Could you count the lines in the data that contain "mound"? Reply with the number only.

---+---

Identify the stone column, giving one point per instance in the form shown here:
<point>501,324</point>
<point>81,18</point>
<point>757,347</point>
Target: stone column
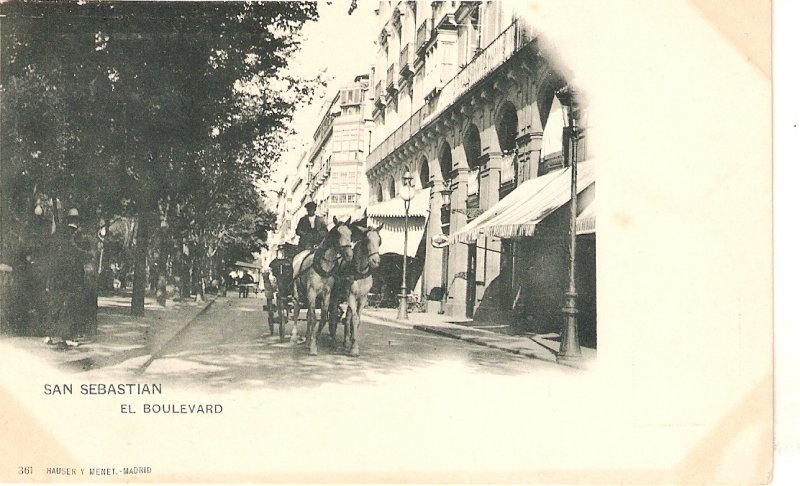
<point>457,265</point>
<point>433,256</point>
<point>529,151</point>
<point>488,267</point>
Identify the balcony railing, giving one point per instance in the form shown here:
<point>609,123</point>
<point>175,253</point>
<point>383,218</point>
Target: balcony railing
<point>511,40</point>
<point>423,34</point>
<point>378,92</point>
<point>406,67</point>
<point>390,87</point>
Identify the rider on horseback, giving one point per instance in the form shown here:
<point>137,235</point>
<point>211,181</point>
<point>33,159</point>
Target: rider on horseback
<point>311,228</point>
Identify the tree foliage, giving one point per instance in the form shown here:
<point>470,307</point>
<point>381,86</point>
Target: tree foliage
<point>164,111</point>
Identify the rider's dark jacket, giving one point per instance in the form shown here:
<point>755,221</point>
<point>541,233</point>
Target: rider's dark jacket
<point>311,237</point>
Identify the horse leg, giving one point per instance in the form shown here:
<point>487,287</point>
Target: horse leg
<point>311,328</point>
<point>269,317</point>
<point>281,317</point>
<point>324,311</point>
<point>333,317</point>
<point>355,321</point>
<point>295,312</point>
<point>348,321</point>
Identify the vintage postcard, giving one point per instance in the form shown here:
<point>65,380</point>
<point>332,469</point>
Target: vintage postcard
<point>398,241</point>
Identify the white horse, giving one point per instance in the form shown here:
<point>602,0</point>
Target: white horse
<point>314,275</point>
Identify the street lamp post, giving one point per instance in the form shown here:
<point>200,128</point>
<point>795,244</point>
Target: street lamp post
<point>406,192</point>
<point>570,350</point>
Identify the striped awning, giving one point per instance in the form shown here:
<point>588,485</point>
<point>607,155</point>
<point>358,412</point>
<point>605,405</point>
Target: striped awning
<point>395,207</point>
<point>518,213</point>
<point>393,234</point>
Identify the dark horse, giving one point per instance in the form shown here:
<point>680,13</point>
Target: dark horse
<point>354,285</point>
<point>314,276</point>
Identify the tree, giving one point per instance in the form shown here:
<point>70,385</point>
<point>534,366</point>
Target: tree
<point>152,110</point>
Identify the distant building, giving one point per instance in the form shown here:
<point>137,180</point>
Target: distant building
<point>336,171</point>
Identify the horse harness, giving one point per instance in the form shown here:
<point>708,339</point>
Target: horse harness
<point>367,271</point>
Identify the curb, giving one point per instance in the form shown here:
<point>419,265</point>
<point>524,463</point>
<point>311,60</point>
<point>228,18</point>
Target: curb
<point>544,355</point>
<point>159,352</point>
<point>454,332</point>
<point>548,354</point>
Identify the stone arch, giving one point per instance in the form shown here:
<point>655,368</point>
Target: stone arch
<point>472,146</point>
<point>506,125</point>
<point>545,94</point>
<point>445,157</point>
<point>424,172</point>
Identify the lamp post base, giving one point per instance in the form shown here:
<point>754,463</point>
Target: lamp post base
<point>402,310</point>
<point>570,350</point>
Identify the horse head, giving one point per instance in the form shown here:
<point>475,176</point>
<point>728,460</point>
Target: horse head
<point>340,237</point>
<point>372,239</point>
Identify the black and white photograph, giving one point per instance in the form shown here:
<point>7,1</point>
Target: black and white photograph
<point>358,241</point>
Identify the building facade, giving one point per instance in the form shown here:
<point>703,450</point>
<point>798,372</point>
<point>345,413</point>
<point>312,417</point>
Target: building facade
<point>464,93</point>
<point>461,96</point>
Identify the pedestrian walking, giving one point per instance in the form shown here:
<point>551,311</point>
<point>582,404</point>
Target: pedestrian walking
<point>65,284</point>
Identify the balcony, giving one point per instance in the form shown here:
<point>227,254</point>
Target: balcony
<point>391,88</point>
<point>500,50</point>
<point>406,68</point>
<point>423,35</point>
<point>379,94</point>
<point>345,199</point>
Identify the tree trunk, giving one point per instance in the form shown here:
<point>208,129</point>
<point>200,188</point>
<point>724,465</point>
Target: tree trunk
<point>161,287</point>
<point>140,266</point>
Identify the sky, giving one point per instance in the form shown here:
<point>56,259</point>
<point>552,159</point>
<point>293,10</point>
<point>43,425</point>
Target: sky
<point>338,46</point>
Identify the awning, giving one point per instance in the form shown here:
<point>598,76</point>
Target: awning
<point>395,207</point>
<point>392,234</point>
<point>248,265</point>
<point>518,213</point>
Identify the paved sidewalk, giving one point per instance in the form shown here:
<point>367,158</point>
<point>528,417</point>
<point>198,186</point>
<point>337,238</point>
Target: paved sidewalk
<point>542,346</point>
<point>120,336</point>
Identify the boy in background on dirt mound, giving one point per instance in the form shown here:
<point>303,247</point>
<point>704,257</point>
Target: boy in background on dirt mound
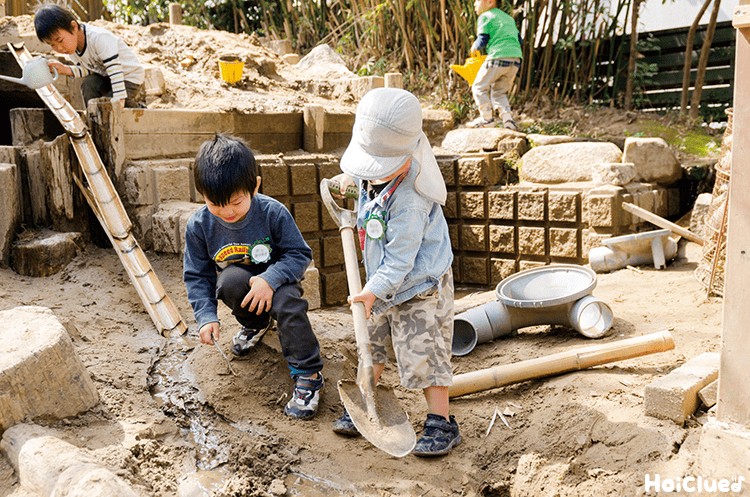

---+---

Task response: 2